-- Begin Records provided --

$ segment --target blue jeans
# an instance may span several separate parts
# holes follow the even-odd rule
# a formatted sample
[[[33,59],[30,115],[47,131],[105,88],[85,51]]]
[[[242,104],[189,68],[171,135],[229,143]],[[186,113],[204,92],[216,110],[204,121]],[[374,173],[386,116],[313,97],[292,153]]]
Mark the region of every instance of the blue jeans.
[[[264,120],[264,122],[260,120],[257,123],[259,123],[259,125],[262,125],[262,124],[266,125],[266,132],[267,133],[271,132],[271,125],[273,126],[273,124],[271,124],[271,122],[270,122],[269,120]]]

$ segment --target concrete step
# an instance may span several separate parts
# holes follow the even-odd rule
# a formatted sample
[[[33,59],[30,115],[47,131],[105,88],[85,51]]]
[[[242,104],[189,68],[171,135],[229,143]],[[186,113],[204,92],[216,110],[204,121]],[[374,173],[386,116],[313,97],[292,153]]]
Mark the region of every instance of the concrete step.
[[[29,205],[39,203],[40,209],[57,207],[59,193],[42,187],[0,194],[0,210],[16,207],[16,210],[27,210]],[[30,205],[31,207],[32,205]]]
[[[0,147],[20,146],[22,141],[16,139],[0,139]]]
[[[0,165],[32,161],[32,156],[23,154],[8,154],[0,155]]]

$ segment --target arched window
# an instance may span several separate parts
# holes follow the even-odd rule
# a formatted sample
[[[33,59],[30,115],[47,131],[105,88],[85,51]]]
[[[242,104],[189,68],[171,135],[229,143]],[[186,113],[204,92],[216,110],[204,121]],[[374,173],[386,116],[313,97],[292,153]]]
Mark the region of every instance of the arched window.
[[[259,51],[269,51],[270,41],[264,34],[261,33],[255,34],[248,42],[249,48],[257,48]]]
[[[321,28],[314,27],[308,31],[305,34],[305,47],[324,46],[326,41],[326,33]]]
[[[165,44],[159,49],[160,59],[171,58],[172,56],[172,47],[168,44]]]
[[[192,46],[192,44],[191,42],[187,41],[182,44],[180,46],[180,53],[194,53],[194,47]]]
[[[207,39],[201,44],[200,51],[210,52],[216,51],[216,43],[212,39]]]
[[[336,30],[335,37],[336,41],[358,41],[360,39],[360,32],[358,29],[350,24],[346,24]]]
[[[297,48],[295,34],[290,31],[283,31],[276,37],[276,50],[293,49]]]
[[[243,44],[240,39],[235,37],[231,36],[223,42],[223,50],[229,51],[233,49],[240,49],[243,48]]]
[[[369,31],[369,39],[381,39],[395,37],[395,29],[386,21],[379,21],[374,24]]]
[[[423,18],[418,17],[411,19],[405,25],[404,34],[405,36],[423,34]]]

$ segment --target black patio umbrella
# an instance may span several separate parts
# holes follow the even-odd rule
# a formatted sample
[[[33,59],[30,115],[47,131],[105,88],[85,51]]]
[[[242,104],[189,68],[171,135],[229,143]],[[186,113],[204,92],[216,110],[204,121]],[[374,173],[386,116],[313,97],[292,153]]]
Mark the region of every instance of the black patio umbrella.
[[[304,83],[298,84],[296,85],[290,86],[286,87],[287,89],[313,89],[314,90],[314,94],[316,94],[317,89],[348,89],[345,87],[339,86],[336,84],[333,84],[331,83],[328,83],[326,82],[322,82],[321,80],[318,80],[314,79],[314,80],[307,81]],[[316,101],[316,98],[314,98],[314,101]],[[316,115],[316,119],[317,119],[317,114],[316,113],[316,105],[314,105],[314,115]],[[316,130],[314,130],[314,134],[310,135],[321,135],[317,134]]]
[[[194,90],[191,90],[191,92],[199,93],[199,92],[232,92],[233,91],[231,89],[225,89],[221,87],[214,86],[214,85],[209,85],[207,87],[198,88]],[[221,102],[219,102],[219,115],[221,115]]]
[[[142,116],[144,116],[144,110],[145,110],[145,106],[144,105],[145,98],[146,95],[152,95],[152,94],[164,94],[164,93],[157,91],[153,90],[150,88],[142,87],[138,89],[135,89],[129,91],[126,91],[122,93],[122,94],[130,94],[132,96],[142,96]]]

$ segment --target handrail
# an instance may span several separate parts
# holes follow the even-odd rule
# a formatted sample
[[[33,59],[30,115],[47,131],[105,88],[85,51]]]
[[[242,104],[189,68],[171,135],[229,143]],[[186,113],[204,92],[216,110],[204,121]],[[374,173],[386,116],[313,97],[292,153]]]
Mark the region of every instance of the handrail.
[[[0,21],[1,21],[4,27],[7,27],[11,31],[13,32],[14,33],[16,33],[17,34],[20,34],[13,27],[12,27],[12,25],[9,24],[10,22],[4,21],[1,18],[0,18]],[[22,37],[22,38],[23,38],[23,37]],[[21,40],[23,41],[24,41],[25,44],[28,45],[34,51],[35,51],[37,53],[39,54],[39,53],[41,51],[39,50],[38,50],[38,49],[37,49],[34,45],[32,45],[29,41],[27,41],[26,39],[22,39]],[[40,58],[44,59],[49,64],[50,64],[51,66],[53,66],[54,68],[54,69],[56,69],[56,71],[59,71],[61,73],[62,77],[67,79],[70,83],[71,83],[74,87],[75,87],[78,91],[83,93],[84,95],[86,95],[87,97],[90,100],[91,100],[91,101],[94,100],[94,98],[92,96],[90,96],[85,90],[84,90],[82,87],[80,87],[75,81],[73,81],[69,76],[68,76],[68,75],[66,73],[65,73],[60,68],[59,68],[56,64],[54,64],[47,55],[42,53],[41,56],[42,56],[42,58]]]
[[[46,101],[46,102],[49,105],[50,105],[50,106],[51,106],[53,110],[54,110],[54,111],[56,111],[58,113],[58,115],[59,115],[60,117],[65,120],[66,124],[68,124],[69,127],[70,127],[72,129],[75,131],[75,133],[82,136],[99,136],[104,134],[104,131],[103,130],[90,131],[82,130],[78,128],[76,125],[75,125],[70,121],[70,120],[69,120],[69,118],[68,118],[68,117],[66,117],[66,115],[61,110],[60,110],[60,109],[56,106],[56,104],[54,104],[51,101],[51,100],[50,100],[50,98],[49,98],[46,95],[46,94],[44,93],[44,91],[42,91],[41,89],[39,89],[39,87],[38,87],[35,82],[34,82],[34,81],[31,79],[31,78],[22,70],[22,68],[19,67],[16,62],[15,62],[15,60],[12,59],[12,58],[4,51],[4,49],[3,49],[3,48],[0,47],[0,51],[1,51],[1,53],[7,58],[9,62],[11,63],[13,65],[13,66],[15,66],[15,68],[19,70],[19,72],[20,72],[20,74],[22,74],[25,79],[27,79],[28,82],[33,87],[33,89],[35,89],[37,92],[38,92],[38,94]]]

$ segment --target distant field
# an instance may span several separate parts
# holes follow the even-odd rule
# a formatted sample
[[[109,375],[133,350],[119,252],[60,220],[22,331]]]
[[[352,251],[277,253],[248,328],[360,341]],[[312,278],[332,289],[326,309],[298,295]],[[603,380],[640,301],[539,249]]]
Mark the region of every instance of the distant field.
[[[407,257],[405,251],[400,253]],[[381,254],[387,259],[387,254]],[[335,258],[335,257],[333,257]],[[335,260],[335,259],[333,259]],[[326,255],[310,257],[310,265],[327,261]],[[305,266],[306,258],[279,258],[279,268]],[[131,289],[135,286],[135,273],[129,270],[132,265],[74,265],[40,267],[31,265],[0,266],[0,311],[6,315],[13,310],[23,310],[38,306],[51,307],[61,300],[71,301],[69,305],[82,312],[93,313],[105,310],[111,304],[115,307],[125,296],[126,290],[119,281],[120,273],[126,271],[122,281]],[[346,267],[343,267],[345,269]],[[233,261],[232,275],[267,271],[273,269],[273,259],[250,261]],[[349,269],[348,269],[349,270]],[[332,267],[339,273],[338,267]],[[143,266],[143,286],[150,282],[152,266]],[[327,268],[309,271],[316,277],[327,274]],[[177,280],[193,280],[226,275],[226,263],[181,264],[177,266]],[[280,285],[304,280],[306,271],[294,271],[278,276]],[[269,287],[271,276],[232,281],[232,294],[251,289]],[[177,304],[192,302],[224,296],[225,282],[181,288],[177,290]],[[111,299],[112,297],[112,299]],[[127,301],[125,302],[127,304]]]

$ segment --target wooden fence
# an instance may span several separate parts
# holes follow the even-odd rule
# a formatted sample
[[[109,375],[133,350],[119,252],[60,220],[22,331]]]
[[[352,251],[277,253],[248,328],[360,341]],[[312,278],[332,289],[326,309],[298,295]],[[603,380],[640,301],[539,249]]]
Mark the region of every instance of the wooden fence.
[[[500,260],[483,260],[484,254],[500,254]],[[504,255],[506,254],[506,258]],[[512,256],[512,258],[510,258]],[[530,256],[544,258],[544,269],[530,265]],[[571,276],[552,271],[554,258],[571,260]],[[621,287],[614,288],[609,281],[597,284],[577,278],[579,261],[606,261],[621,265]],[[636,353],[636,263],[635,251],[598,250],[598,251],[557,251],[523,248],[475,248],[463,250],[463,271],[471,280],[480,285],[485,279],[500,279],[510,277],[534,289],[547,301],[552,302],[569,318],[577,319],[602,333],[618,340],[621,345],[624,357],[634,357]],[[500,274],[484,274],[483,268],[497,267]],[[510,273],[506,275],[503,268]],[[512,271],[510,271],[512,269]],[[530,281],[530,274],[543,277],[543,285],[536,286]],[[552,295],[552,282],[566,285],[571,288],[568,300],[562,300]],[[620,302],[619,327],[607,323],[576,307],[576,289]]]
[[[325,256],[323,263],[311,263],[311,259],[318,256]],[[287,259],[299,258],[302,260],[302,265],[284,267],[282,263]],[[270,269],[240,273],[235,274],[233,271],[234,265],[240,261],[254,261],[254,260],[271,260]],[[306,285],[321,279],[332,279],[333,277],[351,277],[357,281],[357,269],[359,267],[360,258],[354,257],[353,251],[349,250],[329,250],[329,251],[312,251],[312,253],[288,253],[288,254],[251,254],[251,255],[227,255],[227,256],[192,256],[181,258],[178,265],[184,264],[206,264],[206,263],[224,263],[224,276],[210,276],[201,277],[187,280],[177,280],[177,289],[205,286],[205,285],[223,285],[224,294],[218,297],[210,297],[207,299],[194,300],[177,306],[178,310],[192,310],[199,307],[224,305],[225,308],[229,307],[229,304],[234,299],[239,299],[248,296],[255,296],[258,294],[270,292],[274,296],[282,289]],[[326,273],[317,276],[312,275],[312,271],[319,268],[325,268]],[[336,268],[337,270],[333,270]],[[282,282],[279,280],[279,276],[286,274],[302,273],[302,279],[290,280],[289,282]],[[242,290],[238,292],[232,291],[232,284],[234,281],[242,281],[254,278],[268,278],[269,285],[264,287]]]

-- End Records provided --

Task requirements: Find every line in the data above that contains the string "umbrella", matching case exactly, and copy each of those lines.

The output:
$ segment --target black patio umbrella
Mark the region of every instance of the black patio umbrella.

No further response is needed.